> _What to work on_:
How many of the rows below contain the word "butterfly"? Reply with the number alone.

(Stored entries)
--- Begin ---

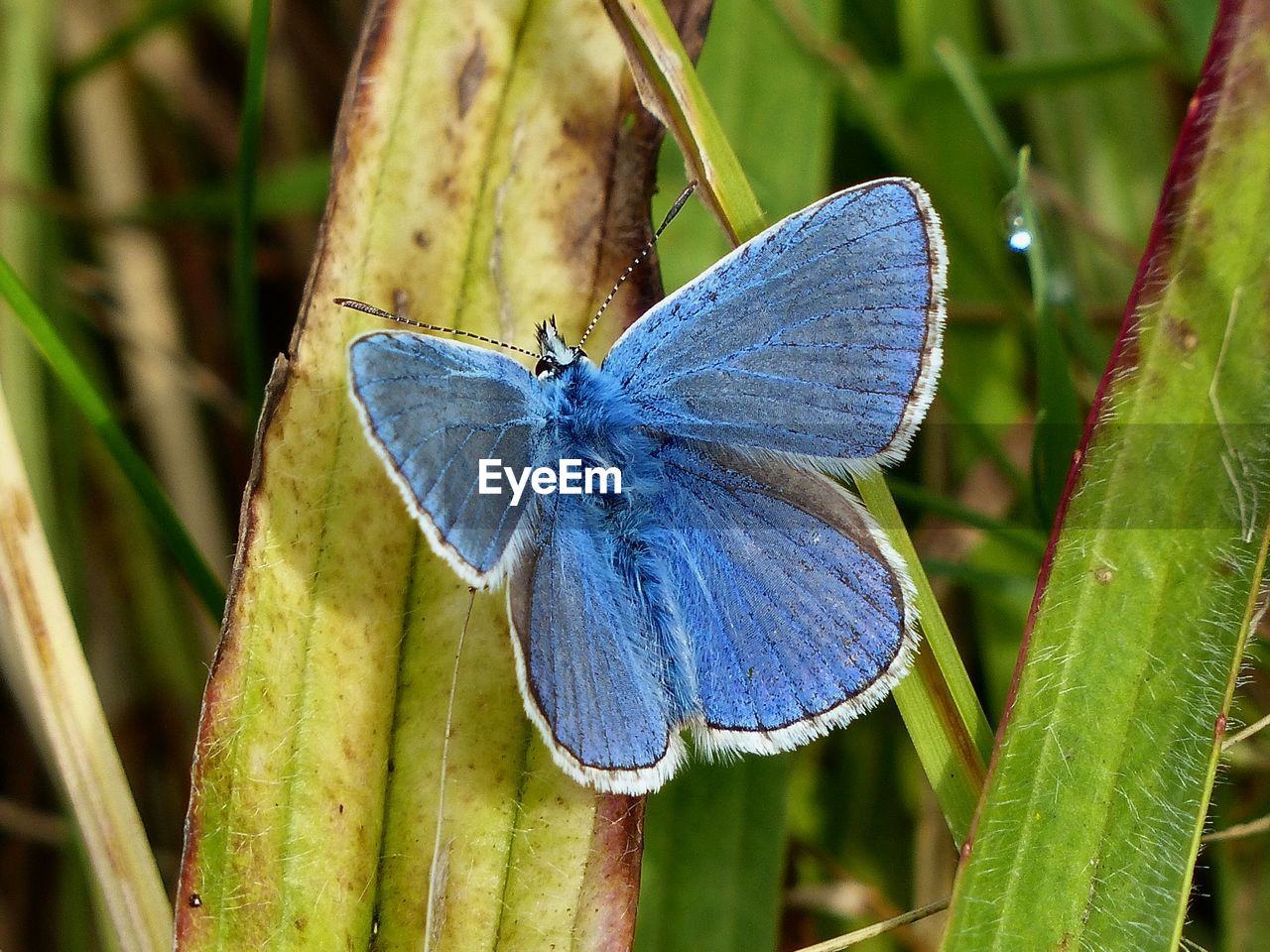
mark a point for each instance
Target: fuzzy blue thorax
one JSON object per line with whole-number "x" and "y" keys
{"x": 589, "y": 417}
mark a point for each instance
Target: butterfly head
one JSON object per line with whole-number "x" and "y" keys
{"x": 554, "y": 354}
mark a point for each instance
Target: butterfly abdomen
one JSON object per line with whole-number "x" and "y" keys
{"x": 592, "y": 420}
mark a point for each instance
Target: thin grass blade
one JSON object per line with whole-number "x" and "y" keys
{"x": 46, "y": 667}
{"x": 948, "y": 725}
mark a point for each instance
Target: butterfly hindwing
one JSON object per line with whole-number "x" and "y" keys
{"x": 434, "y": 409}
{"x": 820, "y": 338}
{"x": 588, "y": 661}
{"x": 797, "y": 608}
{"x": 790, "y": 615}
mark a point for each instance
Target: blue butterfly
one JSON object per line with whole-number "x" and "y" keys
{"x": 729, "y": 588}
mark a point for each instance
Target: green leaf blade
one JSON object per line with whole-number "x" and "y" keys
{"x": 1103, "y": 770}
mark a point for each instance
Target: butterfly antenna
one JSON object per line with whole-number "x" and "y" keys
{"x": 354, "y": 304}
{"x": 644, "y": 253}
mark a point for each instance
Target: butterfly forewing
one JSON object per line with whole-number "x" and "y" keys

--- End ---

> _Expected answer_:
6